Skalds from time-out-of-mind have told stories to get people through the long black nights. Imagine a world without the written word. Before television or movies, before electricity, running water or penicillin. Then imagine that there were things in the woods outside your hut that wanted to kill you and eat you. Now, it’s winter and the food’s running short. It’s another month until spring and you are going stir crazy locked in the hut where at least the wolves won’t eat you and there’s some heat.
This is where being a story teller makes you one of the most powerful and important people in existence. That’s who I want to be when I grow up—a skald that keeps the night at bay.
I want to instill in my readers a sense of that cold reality that permeates Norse mythology. I want them to see the world through the eyes of those who remember the days of tribulation and those who are discovering the harsh truth. It is a world of endless and frequently tragic possibilities.
J. A. Pitts resides in the Pacific Northwest where he hunts dragons, trolls and other beasties among the coffee shops and tattoo parlors.
Your not alone. You will find them in Robert Jordans books also. Rand is Tyr (al Thor). As him, he looses his hand. Matt is Oden with his lost eye and strategic mastery (Oden is the war god) and hanged on the tree of life, Yggdrasil. Perrin is Thor with his hammer. You will find a lot of examples.
The way to read this myths is to keep a way as much as possible from the horrible Marvel-version. Instead, go to the Danish author Madsen and his version of the stories in the comic book Valhalla (the home of the gods).
http://en.wikipedia.org/wiki/Valhalla_(comics)
These are also available as one movie based on the story of the Journey to Utgaarda-Loki, one of the most famous stories. I can be found translated to english on Youtube.
http://www.youtube.com/watch?v=YNX_Heix390
I used to love Norse legends when I was a kid – them and Russian fairy tales. I read through them with my daughter a while ago (she lapped them up) and was struck by how incoherent their cosmology was – it’s the most jumbled bundle of contradictions, memory lapses and missing explanations.
I still love them though.
@teapot7: The inconsistencies are mostly because we don’t really know what the original Norse mythology was. Most of the sources where we get the legends are from the 13-16th centuries – ages after the Norse were doing their tromping around, just like how there are a ton of inconsisitencies with Greek mythology. It’s also why much of Norse mythology matches up so well with Christianity. Part of that is because Christians were writing down oral stories and modifying them to fit their world view, and the other part of that is that they were skewing Norse mythology to make the pagans more comfortable with Christianity (like how they moved Jesus’ birthday to Christmas to match with the solstice).
Kevin Crossley-Hollands’ The Norse Myths takes bits and pieces from the various sources and puts them into one continuous narrative while Poul Anderson does a neat re-telling of one of the tales in Hrolf Kraki’s Saga while producing his own story set in the world of the Norse myths, The Broken Sword. All recommended.

### Problem 1
Please say whether each statement below agrees with the post on Norse mythology, answering yes or no and quoting the words from the post that decide it.
(a) Most sources for the Norse legends date from the 13th to the 16th centuries.
(b) In Robert Jordan's books, Perrin corresponds to Odin.
(c) The Marvel version is recommended as the way to read the myths.
### Problem 2
Rename "AR game engine" as "AR app" in the entries. Start at the line containing "the distant bus.", stop after the line containing "[326,234,379,275]", and return only those lines with nothing else changed and the pictures left out.
The post on Norse mythology and the entries after it have no connection to each other.

### Data shown
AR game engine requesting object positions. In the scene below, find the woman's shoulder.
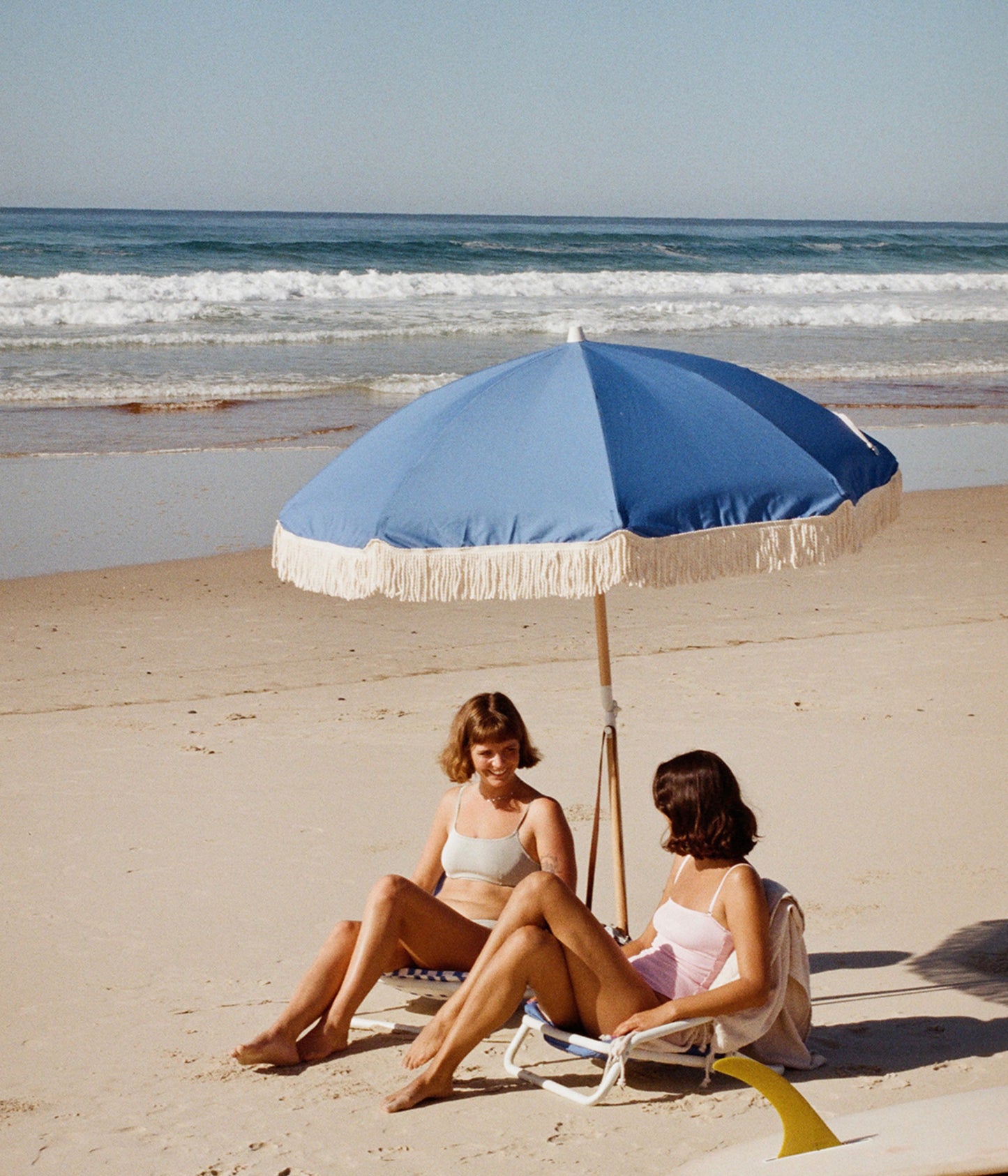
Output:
---
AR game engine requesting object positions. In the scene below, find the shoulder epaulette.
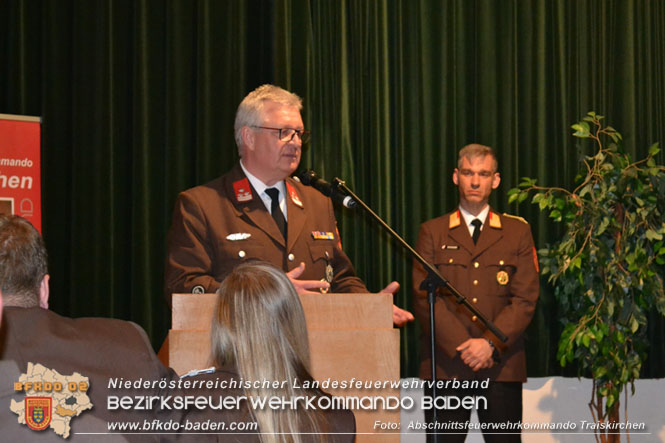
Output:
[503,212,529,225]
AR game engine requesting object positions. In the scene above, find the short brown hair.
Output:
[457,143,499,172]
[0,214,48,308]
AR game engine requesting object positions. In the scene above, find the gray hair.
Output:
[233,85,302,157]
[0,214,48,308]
---
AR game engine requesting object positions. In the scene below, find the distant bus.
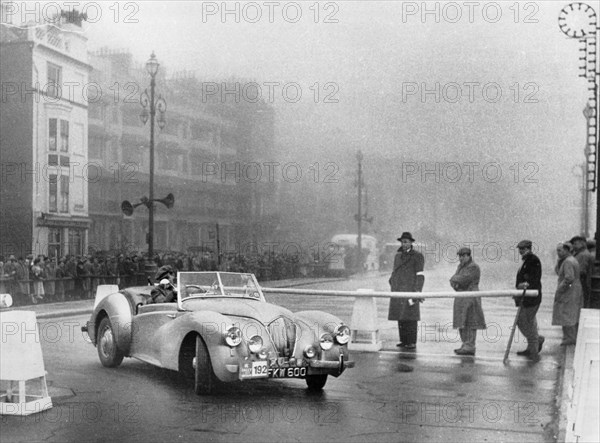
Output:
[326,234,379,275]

### Full answer 1
(a) Yes: "Most of the sources where we get the legends are from the 13-16th centuries"
(b) No: "Perrin is Thor with his hammer."
(c) No: "keep a way as much as possible from the horrible Marvel-version"

### Full answer 2
AR app requesting object positions. In the scene below, find the distant bus.
Output:
[326,234,379,275]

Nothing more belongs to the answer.